Text passage

>> begin

# short fiber?



## lonelyfarmgirl (Feb 6, 2005)

How do you spin with short fiber? Is there some special process? I got a hold of some alpaca but it is all 2 1/2 to 3 inches long. Don't go into a rolag very well at all. Just too short. Do you just do it from the lock?


----------



## PKBoo (Apr 10, 2008)

I've been using Valkyrie Extra Fine combs to process my alpaca, then use a diz to pull the fiber off. (THANKS WIHH!!!) It's been working out wonderfully!

I was using a drum carder, but the alpaca is so fine that it just wasn't working well, and I wasn't happy with the results. 

I'm saving all of the 'waste' from the combs to use for chunky 'art' yarn.

Do you have a pair of combs, or can you borrow some from your local guild?


----------



## lonelyfarmgirl (Feb 6, 2005)

Is your alpaca short like this stuff I have? I do have cotton carders. I havent tried it on those.


----------



## Ana Bluebird (Dec 8, 2002)

Oh, it's great for blending---blend with wool, makes both better, makes great yarn.


----------



## Marchwind (May 10, 2002)

Try the cotton card those are intended for short fibers. When spinning, use an "inchworm" method of drafting. Put a lot of twist into it. Alpaca can be difficult to spin especially a short alpaca fiber as a first fiber. To avoid frustrations you may want to take Ana's advise and blend the short stuff with woo.l


----------



## MullersLaneFarm (Jul 23, 2004)

You might be surprised how well a long draw (or supported long draw) drafts for shorter fibers, especially on well carded rovings. The drafting triangle will just pull the fibers in from the rolag/roving.

Some of my best cotton yarns have been spun using the long draw


----------



## lonelyfarmgirl (Feb 6, 2005)

>> end

To-do list
a - List every distinct username that posts in the thread on spinning short fiber.
b - Rewrite the entries starting at their first line and stopping after the line that contains "point(78, 343)". Add 87 to each coordinate in the answer points, and leave every other line as it is.

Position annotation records
>> begin

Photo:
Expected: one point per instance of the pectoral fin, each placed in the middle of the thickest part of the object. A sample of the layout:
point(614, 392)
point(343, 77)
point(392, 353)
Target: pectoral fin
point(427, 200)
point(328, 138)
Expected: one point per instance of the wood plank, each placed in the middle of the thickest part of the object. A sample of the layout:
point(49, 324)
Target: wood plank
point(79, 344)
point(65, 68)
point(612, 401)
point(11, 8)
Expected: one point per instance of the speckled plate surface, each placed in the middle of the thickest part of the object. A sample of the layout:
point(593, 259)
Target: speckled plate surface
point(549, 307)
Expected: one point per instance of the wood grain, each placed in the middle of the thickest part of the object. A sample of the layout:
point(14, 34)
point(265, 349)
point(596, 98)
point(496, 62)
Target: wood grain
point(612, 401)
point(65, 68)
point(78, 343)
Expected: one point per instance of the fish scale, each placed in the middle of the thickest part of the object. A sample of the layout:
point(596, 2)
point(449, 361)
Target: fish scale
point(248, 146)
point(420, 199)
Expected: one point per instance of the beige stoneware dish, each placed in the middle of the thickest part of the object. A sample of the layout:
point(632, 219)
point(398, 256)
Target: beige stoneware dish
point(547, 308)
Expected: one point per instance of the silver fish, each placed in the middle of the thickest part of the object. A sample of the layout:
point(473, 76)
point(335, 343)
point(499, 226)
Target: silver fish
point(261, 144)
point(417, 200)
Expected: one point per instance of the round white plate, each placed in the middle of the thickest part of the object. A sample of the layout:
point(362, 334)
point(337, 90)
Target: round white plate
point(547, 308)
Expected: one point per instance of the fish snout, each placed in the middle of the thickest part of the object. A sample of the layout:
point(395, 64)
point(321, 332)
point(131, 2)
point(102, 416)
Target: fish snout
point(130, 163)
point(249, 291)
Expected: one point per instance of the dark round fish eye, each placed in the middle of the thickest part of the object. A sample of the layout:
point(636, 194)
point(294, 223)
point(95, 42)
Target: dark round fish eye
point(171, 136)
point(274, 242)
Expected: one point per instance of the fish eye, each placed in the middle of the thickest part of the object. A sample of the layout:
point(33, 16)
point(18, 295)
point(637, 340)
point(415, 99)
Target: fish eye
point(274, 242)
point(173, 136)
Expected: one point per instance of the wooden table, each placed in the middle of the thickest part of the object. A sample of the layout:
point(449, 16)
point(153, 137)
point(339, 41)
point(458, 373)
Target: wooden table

>> end

The results
a -
lonelyfarmgirl
PKBoo
Ana Bluebird
Marchwind
MullersLaneFarm

b -
Photo:
Expected: one point per instance of the pectoral fin, each placed in the middle of the thickest part of the object. A sample of the layout:
point(614, 392)
point(343, 77)
point(392, 353)
Target: pectoral fin
point(514, 287)
point(415, 225)
Expected: one point per instance of the wood plank, each placed in the middle of the thickest part of the object. A sample of the layout:
point(49, 324)
Target: wood plank
point(166, 431)
point(152, 155)
point(699, 488)
point(98, 95)
Expected: one point per instance of the speckled plate surface, each placed in the middle of the thickest part of the object. A sample of the layout:
point(593, 259)
Target: speckled plate surface
point(636, 394)
Expected: one point per instance of the wood grain, each placed in the middle of the thickest part of the object. A sample of the layout:
point(14, 34)
point(265, 349)
point(596, 98)
point(496, 62)
Target: wood grain
point(699, 488)
point(152, 155)
point(165, 430)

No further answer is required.